Arbeitsaufträge:
[A] Nennen Sie alle kurzen Ausdrücke, die im Text über Schlegels Begriff der Natürlichkeit zwischen den Anführungszeichen » « stehen. Die beiden längeren Zitate zählen nicht dazu.
[B] Zählen Sie die Zeilen der Datensätze, in denen das Wort „bare“ vorkommt, und geben Sie nur die Zahl an.

Entsprechend meint der Begriff der »Natürlichkeit«, wie ihn Schlegel verwendet, einen synthetischen, »künstlichen«, reflektierten Zustand. Ganz gegen den Rousseausschen Begriff von »weiblicher Natur« heißt es bei Schlegel:

»Ob eine gebildete Frau, bei der von Sittlichkeit die Frage sein kann, verderbt oder rein sei, läßt sich vielleicht sehr bestimmt entscheiden. Folgt sie der allgemeinen Tendenz, ist Energie des Geistes und des Charakters, die äußre Erscheinung derselben und was eben durch sie gilt, ihr Ein und Alles, so ist sie verderbt. Kennt sie etwas Größeres als die Größe, kann sie über ihre natürliche Neigung zur Energie lächeln, ist sie, mit einem Worte, des Enthusiasmus fähig, so ist sie unschuldig im sittlichen Sinne. In dieser Rücksicht kann man sagen, alle Tugend des Weibes sei Religion. Aber daß die Frauen gleichsam mehr an Gott oder an Christus glauben müßten als die Männer, daß irgendeine gute und schöne Freigeisterei ihnen weniger zieme als den Männern, ist wohl nur eine von den unendlich vielen gemeingeltenden Plattheiten, die Rousseau in ein ordentliches System der Weiblichkeitslehre verbunden hat, in welchem der Unsinn so ins reine gebracht und ausgebildet war, daß es durchaus allgemeinen Beifall finden mußte.«[54]

Auf dieses Thema der »Rolle« und der »Rollendistanz« kommt Schlegel immer wieder zurück: Die Verhärtung gegen die eigenen Bedürfnisse, die Unterwerfung unter eine repressive Moral führen zu einem Reagieren, das selbst der Reflexion entzogen ist: es ist »unnatürlich«, da dies dem allen Menschen angeborenen Bedürfnis nach wechselseitigem Verstehen und Befriedigen von Bedürfnissen entspricht; die Fähigkeit, die dazu erforderlich ist, ist ein Zulassen der Wahrnehmung von Bedürfnissen - die Definition der Liebe bei Schlegel überhaupt:

»Es ist Elektrizität des Gefühls, dabei aber im Innern ein stilles leises Lauschen, im Äußern eine gewisse klare Durchsichtigkeit.«[55]

Diese Fähigkeit vermutet Schlegel eher bei den Frauen »als angeboren«, d. h. als dem weiblichen Sozialcharakter entsprechend; die Männer müssen sie erst lernen.

Datenauszug:
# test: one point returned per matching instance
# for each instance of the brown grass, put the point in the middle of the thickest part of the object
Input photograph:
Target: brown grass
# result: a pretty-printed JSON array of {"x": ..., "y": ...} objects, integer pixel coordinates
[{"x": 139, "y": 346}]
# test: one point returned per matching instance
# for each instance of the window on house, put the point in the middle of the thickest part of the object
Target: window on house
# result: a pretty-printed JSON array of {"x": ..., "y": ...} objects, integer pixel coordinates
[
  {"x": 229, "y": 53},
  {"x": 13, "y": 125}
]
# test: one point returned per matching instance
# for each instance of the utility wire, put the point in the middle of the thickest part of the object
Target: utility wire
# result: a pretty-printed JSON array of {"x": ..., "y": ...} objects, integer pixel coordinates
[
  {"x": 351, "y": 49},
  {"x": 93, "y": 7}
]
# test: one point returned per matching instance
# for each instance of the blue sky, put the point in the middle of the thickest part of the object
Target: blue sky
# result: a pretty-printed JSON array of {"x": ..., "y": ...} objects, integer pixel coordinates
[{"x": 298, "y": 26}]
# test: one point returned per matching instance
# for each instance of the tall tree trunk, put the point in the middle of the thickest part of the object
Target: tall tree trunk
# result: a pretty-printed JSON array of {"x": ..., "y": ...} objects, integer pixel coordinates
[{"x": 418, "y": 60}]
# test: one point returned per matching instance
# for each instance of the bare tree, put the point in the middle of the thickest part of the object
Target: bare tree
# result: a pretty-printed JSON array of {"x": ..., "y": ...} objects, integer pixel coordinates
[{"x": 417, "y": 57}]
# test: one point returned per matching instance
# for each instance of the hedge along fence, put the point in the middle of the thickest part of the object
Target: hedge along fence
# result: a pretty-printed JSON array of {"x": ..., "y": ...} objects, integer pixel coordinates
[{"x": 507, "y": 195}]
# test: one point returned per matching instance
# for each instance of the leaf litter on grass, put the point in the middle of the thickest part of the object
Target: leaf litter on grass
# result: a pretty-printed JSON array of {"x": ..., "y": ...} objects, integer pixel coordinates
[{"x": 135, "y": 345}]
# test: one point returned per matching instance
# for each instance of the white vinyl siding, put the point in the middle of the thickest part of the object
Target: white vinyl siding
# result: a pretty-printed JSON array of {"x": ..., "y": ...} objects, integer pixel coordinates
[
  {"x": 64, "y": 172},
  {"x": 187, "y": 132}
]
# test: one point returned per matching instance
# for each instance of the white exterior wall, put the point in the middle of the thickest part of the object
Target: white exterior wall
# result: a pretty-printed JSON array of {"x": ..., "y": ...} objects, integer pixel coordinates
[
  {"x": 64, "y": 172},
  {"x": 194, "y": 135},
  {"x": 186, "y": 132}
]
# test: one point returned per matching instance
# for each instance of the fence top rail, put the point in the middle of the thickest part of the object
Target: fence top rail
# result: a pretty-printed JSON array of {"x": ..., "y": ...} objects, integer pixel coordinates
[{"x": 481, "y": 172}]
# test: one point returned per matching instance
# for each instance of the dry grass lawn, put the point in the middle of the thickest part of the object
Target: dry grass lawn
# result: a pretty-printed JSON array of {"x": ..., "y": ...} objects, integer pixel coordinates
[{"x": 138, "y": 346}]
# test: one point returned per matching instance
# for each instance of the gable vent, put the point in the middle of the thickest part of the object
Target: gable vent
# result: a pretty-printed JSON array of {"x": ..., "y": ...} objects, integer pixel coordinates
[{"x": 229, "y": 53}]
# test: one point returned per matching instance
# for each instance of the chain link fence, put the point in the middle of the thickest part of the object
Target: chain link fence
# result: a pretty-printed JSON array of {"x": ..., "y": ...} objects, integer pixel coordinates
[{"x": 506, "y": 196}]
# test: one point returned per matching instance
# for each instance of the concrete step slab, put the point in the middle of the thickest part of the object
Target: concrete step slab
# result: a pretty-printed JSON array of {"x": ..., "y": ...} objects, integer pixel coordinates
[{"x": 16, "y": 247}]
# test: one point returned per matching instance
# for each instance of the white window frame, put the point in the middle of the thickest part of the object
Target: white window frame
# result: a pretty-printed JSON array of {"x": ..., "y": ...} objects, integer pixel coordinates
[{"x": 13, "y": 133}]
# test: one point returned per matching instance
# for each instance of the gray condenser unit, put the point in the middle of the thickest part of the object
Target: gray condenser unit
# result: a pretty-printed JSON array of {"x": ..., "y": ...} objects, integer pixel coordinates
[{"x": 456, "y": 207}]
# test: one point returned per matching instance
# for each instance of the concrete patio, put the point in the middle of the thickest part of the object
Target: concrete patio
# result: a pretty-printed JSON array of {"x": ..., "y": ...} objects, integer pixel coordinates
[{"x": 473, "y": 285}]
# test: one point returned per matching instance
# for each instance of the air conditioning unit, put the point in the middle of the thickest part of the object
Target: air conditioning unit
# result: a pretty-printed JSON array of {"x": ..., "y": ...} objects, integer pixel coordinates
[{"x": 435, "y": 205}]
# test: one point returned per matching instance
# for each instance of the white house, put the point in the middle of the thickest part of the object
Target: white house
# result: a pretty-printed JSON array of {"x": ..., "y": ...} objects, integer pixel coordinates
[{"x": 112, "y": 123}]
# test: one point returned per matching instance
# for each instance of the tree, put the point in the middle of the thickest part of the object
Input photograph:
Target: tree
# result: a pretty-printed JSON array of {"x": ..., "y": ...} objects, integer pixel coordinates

Lösungen:
[A] »Natürlichkeit«, »künstlichen«, »weiblicher Natur«, »Rolle«, »Rollendistanz«, »unnatürlich«, »als angeboren«

[B] 2